Report how many lines of the data below contain the string "mountain". Case matters, and the answer should be the number alone.

◆ ◆ ◆ ◆

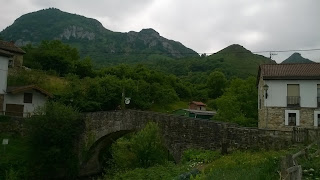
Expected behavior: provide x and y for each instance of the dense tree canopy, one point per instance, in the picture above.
(239, 103)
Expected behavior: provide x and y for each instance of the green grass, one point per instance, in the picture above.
(244, 165)
(16, 149)
(14, 157)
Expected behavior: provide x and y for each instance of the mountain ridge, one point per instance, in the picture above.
(90, 37)
(296, 58)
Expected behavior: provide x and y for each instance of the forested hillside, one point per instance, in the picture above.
(92, 39)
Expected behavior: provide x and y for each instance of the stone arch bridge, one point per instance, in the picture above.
(179, 133)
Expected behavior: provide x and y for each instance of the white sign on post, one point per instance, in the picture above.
(127, 100)
(5, 141)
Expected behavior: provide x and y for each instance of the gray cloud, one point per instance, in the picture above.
(203, 25)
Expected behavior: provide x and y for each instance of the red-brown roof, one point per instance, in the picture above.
(198, 103)
(290, 71)
(5, 53)
(15, 90)
(9, 46)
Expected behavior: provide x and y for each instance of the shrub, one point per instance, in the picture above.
(53, 132)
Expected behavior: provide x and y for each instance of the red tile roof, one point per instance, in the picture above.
(15, 90)
(290, 71)
(5, 53)
(9, 46)
(198, 103)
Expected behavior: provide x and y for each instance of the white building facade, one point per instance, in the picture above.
(288, 96)
(19, 101)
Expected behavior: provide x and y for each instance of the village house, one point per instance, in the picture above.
(19, 101)
(289, 96)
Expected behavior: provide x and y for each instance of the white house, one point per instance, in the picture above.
(4, 62)
(289, 96)
(18, 101)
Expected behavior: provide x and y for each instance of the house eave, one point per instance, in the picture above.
(291, 78)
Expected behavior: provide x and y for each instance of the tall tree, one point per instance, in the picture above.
(216, 84)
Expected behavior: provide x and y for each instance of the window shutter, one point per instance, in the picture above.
(286, 119)
(293, 90)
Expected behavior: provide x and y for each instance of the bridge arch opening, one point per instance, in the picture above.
(100, 151)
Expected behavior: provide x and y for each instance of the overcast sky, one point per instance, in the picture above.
(205, 26)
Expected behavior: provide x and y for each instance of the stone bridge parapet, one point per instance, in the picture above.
(179, 133)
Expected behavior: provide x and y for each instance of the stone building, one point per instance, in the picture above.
(289, 96)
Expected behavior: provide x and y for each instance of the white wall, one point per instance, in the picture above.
(3, 73)
(277, 92)
(38, 100)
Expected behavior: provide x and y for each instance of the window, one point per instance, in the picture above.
(317, 118)
(293, 95)
(292, 119)
(11, 63)
(318, 95)
(27, 98)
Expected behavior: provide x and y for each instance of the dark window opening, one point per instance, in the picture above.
(292, 119)
(27, 98)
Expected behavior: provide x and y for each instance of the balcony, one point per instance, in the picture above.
(293, 101)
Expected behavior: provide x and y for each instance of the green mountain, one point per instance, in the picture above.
(296, 58)
(240, 60)
(233, 61)
(92, 39)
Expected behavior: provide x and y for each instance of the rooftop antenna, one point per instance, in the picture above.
(272, 54)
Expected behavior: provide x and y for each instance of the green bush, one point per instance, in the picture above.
(200, 156)
(167, 171)
(53, 134)
(244, 165)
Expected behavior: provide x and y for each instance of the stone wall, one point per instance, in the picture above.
(179, 134)
(18, 60)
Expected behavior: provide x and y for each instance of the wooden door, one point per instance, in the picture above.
(14, 110)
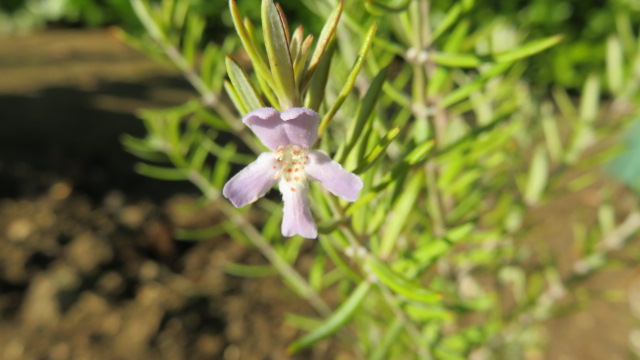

◆ ◆ ◆ ◆

◆ Result of this exercise: 2